### Article
══════════════════════════════
You are viewing a plain text version of this content. The canonical link for it is here.
Posted to commits@kudu.apache.org by mp...@apache.org on 2017/09/07 22:24:03 UTC

kudu git commit: Fix flakiness of ts_tablet_manager_itest TestFailedTabletsAreReplaced

Repository: kudu
Updated Branches:
  refs/heads/master 01003ee6b -> 59e9a9287


Fix flakiness of ts_tablet_manager_itest TestFailedTabletsAreReplaced

TestFailedTabletsAreReplaced manually fails the replica after only
verifying that the tablet exists, with no regard for its state. This can
cause the replica's bootstrap process to fail a check:
F0907 00:05:46.153576  2697 tablet_replica.cc:173] Check failed: BOOTSTRAPPING == state_ (0 vs. 2)

This is a test-only race where the replica successfully goes through the
bootstrap process, the tablet is failed in test, and
TabletReplica::Start() is called on the replica, which requires its
state to be BOOTSTRAPPING. This is not an issue seen in production, as
bootstrapping is normally only run if the replica is not failed, but it
did result in 6/1000 failures when run in release mode with
--stress_cpu_thres=32.
══════════════════════════════
### Point-based annotation data
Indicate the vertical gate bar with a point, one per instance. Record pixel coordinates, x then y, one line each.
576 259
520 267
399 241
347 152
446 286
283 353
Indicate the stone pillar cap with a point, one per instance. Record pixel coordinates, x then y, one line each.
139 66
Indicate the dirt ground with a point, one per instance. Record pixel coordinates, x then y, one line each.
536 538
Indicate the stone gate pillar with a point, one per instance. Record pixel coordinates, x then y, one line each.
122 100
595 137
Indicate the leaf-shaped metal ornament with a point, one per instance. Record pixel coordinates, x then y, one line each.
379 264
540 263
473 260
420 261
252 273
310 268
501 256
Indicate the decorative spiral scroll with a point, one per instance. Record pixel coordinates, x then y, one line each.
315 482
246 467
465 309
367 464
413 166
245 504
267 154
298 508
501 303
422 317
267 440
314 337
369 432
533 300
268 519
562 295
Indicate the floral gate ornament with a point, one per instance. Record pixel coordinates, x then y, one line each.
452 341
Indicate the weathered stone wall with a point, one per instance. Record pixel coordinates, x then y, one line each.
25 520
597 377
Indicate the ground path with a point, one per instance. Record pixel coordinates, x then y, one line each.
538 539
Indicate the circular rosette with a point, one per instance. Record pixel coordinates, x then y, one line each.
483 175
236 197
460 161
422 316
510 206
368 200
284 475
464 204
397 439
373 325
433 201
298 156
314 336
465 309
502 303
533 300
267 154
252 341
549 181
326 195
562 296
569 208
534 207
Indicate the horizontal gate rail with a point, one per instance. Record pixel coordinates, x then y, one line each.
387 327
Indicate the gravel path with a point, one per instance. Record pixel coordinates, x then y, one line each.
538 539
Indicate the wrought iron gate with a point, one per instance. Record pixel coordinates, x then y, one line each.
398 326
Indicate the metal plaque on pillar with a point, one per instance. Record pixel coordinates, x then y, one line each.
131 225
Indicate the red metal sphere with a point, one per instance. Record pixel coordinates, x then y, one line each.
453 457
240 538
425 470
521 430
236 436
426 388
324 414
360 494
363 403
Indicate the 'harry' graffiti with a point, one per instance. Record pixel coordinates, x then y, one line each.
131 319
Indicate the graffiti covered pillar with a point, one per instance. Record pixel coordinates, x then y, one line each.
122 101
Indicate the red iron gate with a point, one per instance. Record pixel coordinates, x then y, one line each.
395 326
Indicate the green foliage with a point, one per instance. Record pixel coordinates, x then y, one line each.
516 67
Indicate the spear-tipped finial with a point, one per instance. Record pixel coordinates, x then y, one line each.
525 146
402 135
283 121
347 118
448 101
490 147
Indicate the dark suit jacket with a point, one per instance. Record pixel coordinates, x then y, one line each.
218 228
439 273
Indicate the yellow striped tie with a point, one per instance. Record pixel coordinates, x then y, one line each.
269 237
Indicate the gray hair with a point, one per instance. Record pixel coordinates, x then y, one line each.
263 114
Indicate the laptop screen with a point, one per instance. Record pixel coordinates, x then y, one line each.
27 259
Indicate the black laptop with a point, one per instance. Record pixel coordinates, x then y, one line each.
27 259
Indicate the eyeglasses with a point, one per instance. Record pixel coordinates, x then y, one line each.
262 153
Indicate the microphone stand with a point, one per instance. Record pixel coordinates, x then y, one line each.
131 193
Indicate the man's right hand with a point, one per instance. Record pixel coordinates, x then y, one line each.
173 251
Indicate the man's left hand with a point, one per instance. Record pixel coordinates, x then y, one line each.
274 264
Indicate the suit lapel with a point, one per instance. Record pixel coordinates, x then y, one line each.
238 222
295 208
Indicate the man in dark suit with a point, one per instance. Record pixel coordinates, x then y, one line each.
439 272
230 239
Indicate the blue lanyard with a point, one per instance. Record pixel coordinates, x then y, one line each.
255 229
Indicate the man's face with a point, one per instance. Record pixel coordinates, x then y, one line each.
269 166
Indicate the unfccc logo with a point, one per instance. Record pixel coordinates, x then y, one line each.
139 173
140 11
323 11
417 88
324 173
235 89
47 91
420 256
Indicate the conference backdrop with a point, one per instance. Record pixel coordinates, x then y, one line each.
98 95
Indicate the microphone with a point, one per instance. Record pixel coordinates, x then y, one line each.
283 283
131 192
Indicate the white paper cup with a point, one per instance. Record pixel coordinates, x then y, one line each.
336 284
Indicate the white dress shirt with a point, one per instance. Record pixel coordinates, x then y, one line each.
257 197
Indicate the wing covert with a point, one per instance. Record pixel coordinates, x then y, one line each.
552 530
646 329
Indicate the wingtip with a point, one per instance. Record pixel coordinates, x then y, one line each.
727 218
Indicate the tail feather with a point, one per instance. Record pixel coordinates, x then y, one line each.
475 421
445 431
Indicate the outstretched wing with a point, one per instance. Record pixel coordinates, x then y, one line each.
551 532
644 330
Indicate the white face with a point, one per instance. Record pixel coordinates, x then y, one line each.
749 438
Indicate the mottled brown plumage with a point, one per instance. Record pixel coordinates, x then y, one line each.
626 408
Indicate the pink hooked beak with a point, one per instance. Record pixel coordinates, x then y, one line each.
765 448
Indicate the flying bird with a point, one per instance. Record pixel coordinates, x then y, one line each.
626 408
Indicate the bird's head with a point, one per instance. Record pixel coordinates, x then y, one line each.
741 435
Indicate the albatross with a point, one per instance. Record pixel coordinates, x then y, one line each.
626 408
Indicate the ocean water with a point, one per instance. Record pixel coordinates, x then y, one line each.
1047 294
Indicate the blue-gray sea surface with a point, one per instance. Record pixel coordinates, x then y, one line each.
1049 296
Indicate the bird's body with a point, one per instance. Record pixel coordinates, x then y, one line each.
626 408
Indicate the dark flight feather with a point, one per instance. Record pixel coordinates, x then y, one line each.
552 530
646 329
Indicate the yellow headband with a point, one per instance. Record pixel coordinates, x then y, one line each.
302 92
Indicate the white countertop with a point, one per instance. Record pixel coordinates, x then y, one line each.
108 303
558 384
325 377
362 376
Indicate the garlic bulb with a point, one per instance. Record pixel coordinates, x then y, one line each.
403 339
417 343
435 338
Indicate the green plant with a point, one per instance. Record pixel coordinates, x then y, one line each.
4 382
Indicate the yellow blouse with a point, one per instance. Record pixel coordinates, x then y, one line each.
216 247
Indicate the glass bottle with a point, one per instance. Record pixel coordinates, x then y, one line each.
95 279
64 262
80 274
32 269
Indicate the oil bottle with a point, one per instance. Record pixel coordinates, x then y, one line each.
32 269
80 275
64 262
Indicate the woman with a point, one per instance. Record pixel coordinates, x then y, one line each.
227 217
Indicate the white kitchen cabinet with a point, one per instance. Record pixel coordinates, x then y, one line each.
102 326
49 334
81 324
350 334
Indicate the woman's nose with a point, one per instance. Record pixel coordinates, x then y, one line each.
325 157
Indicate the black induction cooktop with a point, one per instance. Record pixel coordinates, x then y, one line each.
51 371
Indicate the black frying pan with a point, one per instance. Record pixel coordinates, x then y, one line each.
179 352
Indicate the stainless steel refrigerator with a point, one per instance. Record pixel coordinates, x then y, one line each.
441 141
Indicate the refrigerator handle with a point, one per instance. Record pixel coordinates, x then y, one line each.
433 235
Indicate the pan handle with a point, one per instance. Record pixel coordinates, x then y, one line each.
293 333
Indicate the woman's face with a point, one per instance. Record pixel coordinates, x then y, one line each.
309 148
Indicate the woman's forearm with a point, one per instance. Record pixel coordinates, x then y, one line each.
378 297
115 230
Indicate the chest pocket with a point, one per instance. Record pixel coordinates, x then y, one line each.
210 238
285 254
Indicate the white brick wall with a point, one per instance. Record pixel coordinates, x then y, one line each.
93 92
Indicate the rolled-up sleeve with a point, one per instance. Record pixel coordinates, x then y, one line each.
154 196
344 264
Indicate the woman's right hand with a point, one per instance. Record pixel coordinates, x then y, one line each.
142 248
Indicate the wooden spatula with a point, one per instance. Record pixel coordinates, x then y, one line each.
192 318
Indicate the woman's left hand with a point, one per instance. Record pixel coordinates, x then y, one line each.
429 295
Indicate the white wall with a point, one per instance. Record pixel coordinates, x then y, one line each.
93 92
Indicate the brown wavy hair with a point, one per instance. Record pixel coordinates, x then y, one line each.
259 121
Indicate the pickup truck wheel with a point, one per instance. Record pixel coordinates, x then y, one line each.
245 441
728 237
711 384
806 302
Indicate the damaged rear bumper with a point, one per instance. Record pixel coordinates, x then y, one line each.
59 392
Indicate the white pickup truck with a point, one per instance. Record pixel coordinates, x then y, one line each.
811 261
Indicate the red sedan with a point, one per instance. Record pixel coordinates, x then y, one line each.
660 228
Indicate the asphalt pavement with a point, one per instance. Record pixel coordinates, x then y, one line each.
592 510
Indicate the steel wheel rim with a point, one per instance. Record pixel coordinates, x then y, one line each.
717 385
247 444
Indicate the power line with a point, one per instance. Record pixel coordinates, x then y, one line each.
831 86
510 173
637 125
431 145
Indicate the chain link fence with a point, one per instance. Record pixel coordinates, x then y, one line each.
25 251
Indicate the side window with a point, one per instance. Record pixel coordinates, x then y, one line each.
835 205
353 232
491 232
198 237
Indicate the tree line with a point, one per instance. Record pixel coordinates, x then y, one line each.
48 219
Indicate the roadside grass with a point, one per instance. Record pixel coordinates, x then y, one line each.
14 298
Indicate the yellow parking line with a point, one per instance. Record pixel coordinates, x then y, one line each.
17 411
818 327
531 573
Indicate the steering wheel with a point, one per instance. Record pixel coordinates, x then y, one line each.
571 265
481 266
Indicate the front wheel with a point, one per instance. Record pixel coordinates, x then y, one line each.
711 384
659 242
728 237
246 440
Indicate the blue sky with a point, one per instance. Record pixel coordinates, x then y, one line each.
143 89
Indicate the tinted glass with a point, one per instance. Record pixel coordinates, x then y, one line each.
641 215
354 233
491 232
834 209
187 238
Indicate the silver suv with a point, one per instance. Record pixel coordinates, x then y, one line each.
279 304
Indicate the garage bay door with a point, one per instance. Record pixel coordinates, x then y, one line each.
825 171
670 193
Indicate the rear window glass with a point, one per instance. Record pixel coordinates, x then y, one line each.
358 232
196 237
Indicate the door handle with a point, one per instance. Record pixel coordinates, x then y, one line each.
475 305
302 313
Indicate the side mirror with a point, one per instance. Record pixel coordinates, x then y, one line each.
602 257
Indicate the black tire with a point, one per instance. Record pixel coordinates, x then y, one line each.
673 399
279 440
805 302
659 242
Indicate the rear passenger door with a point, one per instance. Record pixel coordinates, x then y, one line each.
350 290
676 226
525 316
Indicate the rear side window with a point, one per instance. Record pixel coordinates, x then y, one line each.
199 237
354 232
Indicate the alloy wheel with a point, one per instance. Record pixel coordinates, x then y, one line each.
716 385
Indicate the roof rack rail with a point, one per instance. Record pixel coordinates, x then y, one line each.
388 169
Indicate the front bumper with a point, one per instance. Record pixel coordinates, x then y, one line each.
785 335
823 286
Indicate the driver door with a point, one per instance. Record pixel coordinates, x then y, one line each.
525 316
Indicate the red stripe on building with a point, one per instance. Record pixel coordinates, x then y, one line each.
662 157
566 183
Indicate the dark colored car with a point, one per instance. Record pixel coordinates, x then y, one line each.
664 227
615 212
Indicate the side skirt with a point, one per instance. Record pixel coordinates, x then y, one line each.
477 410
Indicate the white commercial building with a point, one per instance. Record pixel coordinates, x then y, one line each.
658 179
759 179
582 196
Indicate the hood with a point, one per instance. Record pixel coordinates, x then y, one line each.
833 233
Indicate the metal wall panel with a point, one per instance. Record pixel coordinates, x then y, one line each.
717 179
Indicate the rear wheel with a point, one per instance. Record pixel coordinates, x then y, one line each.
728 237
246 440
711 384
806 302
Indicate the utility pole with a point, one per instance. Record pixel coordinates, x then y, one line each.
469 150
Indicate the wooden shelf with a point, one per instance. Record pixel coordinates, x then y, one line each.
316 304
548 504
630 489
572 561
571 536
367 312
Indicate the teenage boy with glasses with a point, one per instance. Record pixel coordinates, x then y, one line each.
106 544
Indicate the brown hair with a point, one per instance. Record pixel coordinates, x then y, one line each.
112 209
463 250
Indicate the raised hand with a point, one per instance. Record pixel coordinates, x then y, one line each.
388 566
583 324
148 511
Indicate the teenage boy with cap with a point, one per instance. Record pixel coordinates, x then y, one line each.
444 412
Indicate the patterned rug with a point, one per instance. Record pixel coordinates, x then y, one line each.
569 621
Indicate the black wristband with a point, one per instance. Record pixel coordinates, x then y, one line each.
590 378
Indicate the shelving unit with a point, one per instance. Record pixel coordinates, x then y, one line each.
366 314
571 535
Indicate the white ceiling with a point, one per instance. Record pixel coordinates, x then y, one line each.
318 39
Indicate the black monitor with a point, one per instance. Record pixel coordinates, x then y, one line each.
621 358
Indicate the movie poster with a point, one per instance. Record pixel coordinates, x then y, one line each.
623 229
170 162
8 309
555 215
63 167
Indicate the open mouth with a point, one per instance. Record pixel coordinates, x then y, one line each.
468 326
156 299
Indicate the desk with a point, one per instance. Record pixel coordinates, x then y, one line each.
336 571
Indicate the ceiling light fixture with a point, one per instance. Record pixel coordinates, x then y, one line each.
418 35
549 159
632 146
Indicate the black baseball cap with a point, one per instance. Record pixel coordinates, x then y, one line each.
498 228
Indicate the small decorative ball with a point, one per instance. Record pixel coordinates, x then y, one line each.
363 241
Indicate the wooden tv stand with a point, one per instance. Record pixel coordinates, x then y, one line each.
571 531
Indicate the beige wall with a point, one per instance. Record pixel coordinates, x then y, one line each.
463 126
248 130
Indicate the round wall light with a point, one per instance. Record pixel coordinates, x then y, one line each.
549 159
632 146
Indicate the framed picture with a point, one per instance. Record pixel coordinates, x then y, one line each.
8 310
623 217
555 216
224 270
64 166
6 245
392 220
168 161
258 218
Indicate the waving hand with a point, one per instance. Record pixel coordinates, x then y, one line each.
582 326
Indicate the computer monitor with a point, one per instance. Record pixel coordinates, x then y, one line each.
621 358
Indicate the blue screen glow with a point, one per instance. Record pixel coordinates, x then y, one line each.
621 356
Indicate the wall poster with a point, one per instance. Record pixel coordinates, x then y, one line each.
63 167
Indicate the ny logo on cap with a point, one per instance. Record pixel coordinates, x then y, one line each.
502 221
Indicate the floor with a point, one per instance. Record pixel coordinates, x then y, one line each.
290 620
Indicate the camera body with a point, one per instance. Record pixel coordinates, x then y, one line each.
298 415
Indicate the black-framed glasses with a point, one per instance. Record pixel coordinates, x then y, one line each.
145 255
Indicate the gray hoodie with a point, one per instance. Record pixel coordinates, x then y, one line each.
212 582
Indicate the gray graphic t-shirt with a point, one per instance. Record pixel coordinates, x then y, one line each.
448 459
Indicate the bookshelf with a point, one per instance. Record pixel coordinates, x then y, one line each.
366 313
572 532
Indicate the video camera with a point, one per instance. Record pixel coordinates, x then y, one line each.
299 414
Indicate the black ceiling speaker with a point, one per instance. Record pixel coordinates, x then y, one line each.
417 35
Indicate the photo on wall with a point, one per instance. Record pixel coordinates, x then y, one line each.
══════════════════════════════
### Given request 1
Transcribe the commit message, starting with "kudu git commit: Fix" and going on through "state_ (0 vs. 2)".
### Given request 2
List every test, function, and source file that the commit message names.
The items play no role here.

### Result 1
kudu git commit: Fix flakiness of ts_tablet_manager_itest TestFailedTabletsAreReplaced

Repository: kudu
Updated Branches:
  refs/heads/master 01003ee6b -> 59e9a9287


Fix flakiness of ts_tablet_manager_itest TestFailedTabletsAreReplaced

TestFailedTabletsAreReplaced manually fails the replica after only
verifying that the tablet exists, with no regard for its state. This can
cause the replica's bootstrap process to fail a check:
F0907 00:05:46.153576  2697 tablet_replica.cc:173] Check failed: BOOTSTRAPPING == state_ (0 vs. 2)

### Result 2
- ts_tablet_manager_itest
- TestFailedTabletsAreReplaced
- tablet_replica.cc
- TabletReplica::Start()